- _EXERCISE MATERIALS_:
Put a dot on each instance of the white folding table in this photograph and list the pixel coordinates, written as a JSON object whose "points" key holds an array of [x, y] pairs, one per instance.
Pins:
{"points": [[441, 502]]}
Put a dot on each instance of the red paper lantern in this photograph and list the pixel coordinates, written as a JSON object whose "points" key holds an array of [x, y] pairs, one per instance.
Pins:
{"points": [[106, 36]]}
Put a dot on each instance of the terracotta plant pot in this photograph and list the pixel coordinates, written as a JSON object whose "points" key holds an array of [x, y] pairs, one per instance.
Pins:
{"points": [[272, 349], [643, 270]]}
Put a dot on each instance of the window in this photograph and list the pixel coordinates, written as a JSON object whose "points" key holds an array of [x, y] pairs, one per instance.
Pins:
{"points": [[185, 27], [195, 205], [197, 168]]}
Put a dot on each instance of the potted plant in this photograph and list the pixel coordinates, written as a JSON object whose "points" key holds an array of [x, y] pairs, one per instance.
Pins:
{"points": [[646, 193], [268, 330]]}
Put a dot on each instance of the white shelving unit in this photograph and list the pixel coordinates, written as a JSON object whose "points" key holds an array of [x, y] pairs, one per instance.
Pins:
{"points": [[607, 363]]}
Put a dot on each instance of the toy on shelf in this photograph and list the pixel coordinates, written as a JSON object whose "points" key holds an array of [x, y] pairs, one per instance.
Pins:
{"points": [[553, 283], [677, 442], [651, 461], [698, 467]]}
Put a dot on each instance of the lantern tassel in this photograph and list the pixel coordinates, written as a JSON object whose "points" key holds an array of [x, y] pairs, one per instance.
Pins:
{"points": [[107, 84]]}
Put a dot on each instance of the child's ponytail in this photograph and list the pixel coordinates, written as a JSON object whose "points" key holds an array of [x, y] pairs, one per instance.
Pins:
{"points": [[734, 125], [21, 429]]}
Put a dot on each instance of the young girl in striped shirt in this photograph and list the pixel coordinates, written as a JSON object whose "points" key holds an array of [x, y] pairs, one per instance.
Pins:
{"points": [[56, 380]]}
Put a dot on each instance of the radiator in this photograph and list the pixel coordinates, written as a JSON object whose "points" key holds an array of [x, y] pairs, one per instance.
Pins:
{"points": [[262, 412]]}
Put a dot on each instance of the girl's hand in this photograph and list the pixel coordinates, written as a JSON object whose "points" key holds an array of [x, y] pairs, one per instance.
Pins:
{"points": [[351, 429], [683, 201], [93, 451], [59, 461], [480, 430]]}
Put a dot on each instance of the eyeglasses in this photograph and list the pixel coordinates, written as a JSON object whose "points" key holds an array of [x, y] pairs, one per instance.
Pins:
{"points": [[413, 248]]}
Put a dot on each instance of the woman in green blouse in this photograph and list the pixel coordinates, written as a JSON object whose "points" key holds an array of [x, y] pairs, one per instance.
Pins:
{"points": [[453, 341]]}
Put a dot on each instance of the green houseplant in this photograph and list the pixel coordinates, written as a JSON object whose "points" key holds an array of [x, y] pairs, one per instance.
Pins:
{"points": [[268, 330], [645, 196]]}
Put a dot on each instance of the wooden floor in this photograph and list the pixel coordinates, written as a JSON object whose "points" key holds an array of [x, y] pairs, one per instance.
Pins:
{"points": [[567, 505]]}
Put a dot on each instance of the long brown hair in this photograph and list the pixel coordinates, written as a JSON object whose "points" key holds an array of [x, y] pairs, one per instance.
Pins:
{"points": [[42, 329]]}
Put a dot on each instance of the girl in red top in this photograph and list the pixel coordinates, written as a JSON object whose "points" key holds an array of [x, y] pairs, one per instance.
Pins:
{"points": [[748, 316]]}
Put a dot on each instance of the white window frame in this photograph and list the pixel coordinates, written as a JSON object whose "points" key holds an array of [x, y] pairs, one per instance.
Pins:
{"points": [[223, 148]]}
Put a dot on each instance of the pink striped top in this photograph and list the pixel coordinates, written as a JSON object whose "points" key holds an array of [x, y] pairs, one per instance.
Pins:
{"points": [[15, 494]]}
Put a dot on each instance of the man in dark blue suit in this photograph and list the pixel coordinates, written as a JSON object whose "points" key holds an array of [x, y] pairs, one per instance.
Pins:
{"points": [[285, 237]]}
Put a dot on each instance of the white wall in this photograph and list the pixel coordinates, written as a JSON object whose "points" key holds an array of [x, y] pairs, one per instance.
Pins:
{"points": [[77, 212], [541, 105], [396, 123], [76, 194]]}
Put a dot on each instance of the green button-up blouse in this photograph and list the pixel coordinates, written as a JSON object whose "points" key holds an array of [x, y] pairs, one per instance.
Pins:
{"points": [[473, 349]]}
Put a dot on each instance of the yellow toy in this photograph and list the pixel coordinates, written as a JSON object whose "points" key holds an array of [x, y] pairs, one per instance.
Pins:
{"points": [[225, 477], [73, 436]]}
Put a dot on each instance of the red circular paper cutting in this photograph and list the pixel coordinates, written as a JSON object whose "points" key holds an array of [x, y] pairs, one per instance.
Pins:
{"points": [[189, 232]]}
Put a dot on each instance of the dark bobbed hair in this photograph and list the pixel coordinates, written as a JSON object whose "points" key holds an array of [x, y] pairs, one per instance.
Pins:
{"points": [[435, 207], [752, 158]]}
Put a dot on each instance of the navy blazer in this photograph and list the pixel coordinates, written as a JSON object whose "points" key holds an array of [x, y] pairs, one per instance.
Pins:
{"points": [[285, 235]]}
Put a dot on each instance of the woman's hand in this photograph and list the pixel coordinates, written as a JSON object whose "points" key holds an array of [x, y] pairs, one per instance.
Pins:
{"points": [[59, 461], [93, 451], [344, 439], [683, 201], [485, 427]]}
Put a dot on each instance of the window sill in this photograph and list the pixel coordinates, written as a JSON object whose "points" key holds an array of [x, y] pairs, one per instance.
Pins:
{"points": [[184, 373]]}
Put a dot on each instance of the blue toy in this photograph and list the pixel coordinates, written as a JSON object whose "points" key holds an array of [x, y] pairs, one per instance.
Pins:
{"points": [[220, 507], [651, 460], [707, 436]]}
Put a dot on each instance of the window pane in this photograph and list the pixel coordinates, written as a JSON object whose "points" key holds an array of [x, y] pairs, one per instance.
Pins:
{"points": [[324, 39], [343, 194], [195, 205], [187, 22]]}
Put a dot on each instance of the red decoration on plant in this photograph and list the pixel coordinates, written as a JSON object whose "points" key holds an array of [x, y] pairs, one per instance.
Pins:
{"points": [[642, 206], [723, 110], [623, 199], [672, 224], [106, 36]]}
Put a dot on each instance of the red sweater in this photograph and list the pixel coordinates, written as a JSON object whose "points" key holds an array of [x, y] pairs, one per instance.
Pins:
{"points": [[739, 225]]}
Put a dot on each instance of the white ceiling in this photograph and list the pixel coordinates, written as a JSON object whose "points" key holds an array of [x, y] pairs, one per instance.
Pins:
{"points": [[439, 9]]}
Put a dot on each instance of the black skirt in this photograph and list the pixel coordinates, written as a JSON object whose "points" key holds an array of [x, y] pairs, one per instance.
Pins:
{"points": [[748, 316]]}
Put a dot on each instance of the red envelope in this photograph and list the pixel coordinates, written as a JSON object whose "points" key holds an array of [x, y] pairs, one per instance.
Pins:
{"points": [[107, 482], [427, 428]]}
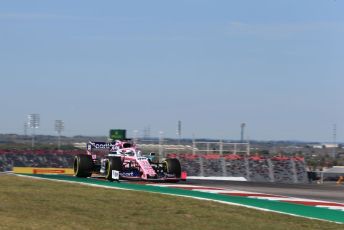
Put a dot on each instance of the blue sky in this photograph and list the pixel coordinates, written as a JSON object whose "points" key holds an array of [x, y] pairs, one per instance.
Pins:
{"points": [[276, 65]]}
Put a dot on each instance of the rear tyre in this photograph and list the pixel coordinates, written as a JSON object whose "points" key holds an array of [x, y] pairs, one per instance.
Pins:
{"points": [[172, 166], [83, 165], [113, 163]]}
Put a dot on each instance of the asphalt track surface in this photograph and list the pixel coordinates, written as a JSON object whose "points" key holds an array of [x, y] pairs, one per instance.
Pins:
{"points": [[329, 191]]}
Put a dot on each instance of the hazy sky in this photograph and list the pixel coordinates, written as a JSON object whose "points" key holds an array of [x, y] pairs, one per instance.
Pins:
{"points": [[276, 65]]}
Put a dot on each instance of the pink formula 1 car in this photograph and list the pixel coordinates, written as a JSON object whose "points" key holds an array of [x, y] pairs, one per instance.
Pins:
{"points": [[124, 161]]}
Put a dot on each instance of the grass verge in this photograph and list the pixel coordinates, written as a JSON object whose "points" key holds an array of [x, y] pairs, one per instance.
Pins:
{"points": [[36, 204]]}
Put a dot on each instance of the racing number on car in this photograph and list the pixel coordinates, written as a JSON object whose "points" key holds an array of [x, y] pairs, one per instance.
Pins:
{"points": [[115, 174]]}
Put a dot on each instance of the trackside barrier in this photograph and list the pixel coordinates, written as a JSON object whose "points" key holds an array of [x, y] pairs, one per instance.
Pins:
{"points": [[33, 170]]}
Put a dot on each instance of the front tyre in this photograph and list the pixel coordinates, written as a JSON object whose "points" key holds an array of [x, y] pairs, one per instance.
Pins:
{"points": [[172, 166], [113, 163], [83, 165]]}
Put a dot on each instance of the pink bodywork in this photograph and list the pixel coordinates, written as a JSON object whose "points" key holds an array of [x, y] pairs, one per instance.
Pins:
{"points": [[143, 164]]}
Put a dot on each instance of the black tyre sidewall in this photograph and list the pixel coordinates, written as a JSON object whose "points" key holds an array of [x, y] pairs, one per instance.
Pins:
{"points": [[173, 167], [83, 165], [113, 163]]}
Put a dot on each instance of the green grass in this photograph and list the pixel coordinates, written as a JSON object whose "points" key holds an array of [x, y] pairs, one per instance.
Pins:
{"points": [[36, 204]]}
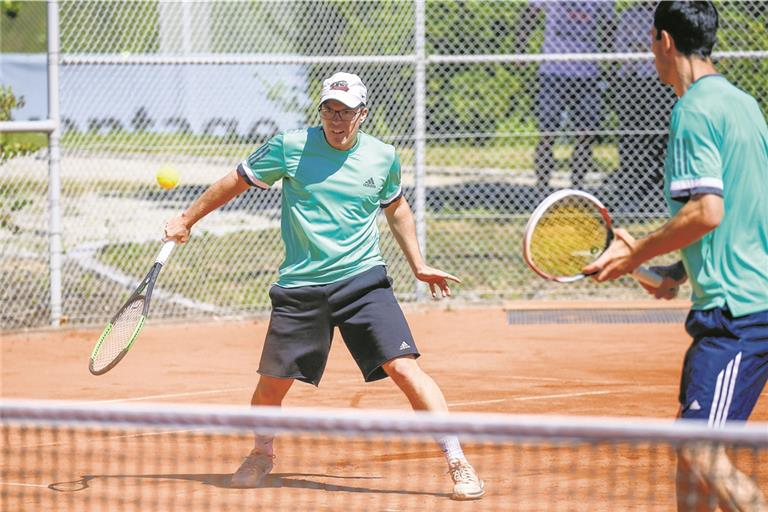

- _GOAL OF THE EXERCISE_: Pick out every line above that contains the word "window" and copy each one in full.

- _ANSWER TO THIS TASK_:
Put a dot on each instance of the window in this photograph and list the pixel coordinates, written as a JSON object whose "points" key holds an array of [x, y] pairs, one per instance.
Put a dot on each instance of the white window frame in this photograph and list the pixel coordinates, written as a JSON object whose "points" key holds an array of [x, y] pairs, one per instance.
Put a dot on each instance of the window sill in this photograph and list the pixel coordinates, written as a JSON object whose "points" key holds an array of [x, y] pairs, one per instance.
Put a dot on each instance of the window pane in this photograph and list the pixel coordinates, written as a JSON object whose "points" key holds an array of [x, y] pairs, one per instance.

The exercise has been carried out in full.